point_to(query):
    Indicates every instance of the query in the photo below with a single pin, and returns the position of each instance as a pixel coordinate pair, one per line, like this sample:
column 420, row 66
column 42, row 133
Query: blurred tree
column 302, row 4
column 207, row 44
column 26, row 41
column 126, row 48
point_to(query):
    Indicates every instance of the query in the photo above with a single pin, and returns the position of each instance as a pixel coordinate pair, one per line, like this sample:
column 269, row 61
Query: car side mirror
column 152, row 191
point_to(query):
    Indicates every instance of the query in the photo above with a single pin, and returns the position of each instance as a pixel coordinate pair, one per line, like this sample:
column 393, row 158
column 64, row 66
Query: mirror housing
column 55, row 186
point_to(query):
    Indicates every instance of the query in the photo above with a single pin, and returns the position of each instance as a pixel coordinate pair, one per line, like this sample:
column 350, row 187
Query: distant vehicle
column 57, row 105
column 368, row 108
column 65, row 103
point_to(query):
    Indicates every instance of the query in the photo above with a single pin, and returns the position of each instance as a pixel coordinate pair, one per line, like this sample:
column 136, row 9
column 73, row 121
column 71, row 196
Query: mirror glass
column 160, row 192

**********

## Prompt
Render every line of the listing above as a numbered list, omitting blank lines.

## Written solution
1. point_to(query):
2.     Indicates every instance of the query in the photo below with a single pin, and returns the position of each instance as a pixel coordinate pair, one per line, like this sample:
3. column 420, row 66
4. column 42, row 133
5. Query: blurred tree
6. column 302, row 4
7. column 207, row 44
8. column 26, row 41
9. column 126, row 48
10. point_to(query):
11.     Indicates every instance of the query in the photo above with a single pin, and returns the position of each instance as a pixel coordinate pair, one per line, like this sample:
12. column 269, row 61
13. Query: car side mirror
14. column 152, row 191
15. point_to(query):
16.     Indicates every instance of the query in the photo above with a single pin, and returns the position of each instance as a pixel coordinate pair, one per line, like this sample:
17. column 393, row 158
18. column 64, row 66
19. Query: mirror housing
20. column 55, row 186
21. point_to(query):
22.     Indicates every instance of the query in the photo above with a single pin, and returns the position of each instance as a pixel coordinate pair, one per line, like this sample:
23. column 350, row 187
24. Query: distant vehicle
25. column 57, row 105
26. column 368, row 108
27. column 65, row 103
28. point_to(query):
29.     Indicates every instance of the query in the photo above with a single pin, and returns the position of each instance as a pixel coordinate pair, one per line, like this sample:
30. column 136, row 9
31. column 73, row 121
32. column 71, row 196
33. Query: mirror glass
34. column 160, row 192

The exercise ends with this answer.